WRITTEN TASK => Print out the material that follows word for word.

◆ ◆ ◆ ◆ ◆

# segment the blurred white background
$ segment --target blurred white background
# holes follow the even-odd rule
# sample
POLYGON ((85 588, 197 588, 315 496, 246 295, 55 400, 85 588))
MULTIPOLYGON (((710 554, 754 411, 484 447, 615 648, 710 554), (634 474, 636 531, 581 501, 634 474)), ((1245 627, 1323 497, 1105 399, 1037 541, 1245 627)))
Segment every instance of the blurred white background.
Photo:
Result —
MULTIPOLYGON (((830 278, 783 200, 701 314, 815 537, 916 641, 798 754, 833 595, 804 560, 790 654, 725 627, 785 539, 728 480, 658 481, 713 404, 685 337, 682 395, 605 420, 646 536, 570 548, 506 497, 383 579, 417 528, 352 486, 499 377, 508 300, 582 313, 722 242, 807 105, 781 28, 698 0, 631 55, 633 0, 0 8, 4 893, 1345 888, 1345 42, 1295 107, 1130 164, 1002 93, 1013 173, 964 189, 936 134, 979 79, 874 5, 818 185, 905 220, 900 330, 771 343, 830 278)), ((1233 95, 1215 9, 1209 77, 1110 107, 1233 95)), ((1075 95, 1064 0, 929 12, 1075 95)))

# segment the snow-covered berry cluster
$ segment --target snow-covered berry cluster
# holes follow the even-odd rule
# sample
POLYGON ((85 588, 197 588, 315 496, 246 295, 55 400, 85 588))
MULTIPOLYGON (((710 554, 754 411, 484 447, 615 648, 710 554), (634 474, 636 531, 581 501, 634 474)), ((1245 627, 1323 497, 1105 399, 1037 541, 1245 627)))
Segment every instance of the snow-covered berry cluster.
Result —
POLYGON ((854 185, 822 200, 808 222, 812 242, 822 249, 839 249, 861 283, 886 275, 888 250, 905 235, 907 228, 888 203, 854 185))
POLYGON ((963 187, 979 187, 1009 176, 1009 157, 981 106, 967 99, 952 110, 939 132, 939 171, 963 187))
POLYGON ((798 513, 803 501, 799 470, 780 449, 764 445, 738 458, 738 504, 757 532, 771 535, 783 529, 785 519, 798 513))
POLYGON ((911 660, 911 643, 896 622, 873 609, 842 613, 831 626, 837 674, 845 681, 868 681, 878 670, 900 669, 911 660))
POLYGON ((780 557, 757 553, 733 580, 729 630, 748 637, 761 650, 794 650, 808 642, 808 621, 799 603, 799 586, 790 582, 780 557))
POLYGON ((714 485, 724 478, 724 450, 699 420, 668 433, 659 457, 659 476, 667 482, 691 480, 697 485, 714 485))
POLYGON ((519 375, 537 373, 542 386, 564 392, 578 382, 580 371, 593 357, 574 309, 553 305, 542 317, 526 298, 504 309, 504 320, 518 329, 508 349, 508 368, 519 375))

◆ ◆ ◆ ◆ ◆

OUTPUT FOR THIS TASK =>
# segment the blurred white background
$ segment --target blurred white background
# holes follow the even-odd rule
# sample
POLYGON ((85 588, 197 588, 315 496, 246 295, 55 400, 85 588))
MULTIPOLYGON (((710 554, 754 411, 484 447, 615 648, 710 554), (634 474, 636 531, 581 501, 634 474)), ((1245 627, 1323 497, 1105 399, 1037 541, 1245 627)))
Segment every instance of the blurred white background.
Photo:
Result —
MULTIPOLYGON (((830 278, 783 200, 701 314, 815 537, 916 641, 798 754, 833 595, 804 560, 790 654, 725 627, 785 539, 728 480, 658 481, 713 404, 685 337, 682 395, 605 420, 646 536, 570 548, 506 497, 383 579, 417 528, 352 486, 499 377, 508 300, 582 313, 722 242, 807 105, 781 28, 698 0, 631 55, 633 0, 0 8, 4 893, 1345 888, 1345 42, 1295 107, 1130 164, 1002 93, 1013 173, 964 189, 936 134, 979 79, 874 5, 818 185, 905 220, 900 330, 771 343, 830 278)), ((1233 95, 1215 9, 1209 77, 1110 107, 1233 95)), ((1075 95, 1064 0, 929 12, 1075 95)))

# segment the snow-covered berry cluster
$ segment --target snow-covered berry cluster
# holes follow the even-odd rule
# sample
POLYGON ((85 588, 197 588, 315 496, 246 295, 55 400, 85 588))
MULTIPOLYGON (((710 554, 754 411, 484 447, 615 648, 710 554), (634 474, 636 531, 581 501, 634 474)), ((1245 627, 1323 497, 1105 399, 1037 541, 1245 627)))
Segment every instance of the snow-covered berry cluster.
Result —
POLYGON ((854 185, 822 200, 808 222, 812 242, 822 249, 839 249, 861 283, 886 275, 888 250, 905 235, 907 228, 888 203, 854 185))
POLYGON ((963 187, 979 187, 1009 176, 1009 157, 981 106, 967 99, 952 110, 939 132, 939 171, 963 187))
POLYGON ((798 513, 803 501, 799 470, 780 449, 764 445, 738 458, 738 504, 757 532, 771 535, 783 529, 785 519, 798 513))
POLYGON ((911 660, 911 643, 896 622, 873 609, 842 613, 831 626, 837 674, 845 681, 868 681, 878 670, 900 669, 911 660))
POLYGON ((780 557, 757 553, 733 580, 729 630, 748 637, 761 650, 794 650, 808 642, 808 621, 799 603, 799 586, 790 582, 780 557))
POLYGON ((714 485, 724 478, 724 450, 699 420, 668 433, 659 457, 659 476, 667 482, 691 480, 697 485, 714 485))
POLYGON ((519 375, 537 373, 542 386, 564 392, 578 382, 580 371, 593 357, 574 309, 553 305, 542 317, 526 298, 504 309, 504 320, 518 329, 508 349, 508 368, 519 375))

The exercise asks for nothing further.